- _REQUIREMENTS_
Filter the records below and copy out every line that contains the word "castle".

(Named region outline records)
+-------+
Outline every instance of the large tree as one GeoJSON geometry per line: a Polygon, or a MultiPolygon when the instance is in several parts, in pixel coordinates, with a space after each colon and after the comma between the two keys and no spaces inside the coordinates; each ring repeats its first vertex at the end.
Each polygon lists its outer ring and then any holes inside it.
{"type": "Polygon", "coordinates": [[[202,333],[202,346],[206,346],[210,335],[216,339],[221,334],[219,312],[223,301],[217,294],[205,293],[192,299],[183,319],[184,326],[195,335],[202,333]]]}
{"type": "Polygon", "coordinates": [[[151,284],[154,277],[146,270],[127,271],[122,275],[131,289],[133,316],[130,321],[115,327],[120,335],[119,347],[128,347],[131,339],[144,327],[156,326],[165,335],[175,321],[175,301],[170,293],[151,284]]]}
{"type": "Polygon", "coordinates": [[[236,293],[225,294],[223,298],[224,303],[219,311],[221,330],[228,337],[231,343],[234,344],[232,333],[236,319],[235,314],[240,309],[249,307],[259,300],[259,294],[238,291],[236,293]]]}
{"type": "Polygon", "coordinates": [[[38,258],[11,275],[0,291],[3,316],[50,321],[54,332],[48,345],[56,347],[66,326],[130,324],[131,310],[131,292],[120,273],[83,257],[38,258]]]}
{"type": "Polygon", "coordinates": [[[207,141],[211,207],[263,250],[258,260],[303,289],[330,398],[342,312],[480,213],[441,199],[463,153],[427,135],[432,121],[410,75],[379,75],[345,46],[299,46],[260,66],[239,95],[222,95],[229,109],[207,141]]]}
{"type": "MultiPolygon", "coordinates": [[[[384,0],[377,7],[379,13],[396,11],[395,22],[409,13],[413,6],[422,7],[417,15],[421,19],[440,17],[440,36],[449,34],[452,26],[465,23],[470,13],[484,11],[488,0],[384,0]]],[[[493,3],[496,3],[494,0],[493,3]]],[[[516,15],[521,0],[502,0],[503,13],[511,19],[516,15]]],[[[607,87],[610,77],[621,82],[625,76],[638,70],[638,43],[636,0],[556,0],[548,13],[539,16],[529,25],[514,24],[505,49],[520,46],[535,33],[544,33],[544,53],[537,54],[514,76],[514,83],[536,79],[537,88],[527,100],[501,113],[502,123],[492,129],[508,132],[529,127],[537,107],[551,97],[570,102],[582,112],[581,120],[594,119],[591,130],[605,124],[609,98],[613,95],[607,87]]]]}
+-------+
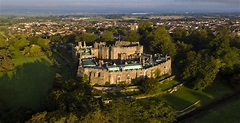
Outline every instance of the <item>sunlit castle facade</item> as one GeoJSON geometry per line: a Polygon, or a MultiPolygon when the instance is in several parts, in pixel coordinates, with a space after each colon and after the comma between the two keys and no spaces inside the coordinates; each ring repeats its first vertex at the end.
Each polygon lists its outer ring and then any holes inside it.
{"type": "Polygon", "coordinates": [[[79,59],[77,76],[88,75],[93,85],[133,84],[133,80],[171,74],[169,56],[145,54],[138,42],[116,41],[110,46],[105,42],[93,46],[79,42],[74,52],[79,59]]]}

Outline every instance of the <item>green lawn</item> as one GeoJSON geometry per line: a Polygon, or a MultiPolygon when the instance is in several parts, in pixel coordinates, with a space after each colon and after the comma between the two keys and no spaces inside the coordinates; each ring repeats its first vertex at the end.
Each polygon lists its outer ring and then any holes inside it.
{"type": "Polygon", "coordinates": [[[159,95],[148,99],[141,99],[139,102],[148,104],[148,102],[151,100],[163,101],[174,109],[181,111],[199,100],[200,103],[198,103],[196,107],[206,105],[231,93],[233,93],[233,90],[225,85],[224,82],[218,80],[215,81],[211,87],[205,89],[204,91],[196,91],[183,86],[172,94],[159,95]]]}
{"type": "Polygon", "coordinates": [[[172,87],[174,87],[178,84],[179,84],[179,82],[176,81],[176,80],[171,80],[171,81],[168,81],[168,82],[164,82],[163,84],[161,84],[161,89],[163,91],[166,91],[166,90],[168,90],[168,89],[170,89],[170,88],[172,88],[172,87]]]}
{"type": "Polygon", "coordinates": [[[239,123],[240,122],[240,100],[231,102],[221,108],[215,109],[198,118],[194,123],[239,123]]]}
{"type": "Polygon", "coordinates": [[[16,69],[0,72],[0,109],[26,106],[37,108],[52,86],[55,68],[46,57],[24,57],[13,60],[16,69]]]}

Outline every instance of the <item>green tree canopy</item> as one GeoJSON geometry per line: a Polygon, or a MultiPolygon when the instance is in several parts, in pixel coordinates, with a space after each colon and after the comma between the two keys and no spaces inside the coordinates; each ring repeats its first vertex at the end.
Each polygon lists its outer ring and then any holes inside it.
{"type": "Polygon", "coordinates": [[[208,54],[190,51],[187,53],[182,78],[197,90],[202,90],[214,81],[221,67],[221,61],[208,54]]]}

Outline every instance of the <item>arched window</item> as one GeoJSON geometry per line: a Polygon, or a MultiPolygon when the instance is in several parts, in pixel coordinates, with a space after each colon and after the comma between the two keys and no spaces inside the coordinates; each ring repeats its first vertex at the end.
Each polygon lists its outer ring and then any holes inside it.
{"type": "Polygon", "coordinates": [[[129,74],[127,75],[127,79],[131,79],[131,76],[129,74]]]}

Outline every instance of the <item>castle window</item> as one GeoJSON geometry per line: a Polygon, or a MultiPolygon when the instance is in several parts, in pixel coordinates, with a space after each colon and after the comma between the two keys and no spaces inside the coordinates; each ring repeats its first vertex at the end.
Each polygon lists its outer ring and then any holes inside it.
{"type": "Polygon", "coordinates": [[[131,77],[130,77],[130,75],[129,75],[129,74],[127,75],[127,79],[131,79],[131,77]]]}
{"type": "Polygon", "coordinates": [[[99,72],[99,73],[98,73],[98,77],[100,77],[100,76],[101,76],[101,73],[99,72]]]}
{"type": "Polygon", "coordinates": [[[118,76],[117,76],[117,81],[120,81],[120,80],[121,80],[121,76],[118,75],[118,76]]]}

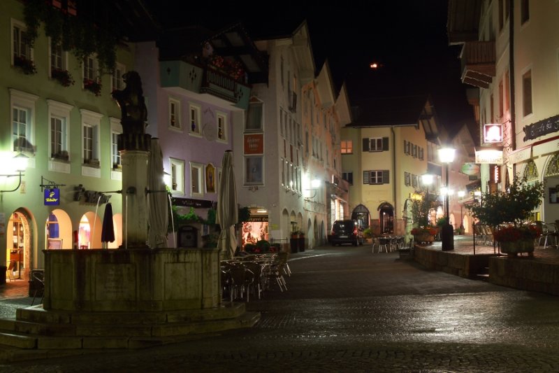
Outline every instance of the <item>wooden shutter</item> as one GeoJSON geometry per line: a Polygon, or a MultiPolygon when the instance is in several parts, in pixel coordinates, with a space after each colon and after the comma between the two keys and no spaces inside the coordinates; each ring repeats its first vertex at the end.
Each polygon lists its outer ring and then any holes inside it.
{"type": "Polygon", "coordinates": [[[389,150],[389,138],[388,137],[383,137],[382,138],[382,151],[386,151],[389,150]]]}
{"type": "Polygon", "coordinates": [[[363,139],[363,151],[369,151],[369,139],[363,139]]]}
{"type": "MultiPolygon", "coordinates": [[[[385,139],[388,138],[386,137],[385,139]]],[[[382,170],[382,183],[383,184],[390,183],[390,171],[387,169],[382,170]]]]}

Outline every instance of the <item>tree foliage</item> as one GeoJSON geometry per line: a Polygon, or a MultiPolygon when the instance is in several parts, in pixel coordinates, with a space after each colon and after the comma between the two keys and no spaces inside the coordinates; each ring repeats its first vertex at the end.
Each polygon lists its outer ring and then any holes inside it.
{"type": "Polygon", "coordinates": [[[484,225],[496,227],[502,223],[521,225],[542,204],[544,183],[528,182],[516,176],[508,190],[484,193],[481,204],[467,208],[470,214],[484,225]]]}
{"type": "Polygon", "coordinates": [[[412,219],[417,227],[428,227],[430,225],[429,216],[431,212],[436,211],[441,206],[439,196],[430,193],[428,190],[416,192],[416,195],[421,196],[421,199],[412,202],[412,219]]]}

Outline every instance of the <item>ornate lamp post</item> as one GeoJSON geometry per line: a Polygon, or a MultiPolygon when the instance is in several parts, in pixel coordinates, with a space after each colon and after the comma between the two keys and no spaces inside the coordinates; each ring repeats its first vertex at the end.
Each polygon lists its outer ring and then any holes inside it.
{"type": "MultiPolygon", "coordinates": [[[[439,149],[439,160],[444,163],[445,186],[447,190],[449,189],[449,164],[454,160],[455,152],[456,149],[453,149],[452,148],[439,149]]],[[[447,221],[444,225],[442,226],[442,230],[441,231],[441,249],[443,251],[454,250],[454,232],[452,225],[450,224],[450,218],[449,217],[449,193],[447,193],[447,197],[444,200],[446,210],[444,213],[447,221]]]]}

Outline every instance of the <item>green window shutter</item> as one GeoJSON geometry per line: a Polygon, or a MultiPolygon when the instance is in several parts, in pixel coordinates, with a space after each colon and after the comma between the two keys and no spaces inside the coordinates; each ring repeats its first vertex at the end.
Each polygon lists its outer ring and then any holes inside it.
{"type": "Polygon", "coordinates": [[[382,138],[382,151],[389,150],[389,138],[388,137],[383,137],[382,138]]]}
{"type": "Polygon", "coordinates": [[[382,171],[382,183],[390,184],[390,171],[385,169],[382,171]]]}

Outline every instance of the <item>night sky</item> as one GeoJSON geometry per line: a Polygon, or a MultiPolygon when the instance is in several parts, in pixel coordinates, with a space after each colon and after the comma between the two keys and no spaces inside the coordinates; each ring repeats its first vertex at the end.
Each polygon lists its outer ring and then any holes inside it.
+-------+
- _EXERCISE OUTPUT_
Outline every instance of the <item>sunlit castle facade</item> as one GeoJSON geometry per line: a Polygon, or a MultiPolygon when the instance is in several parts, in pixel coordinates, with a space after each colon and after the comma between the two keys and no spaces inside the coordinates; each ring repeats its first vertex at the end.
Outline every instance of the <item>castle window</item> as one GeoJSON geometry per line: a Polygon, or a MultiPolygon when the instance is in several parts, in pixel coordinates, with a space after each colon and after the comma between the two keys and no spaces inside the coordinates; each ring repeats its first vertex at the end.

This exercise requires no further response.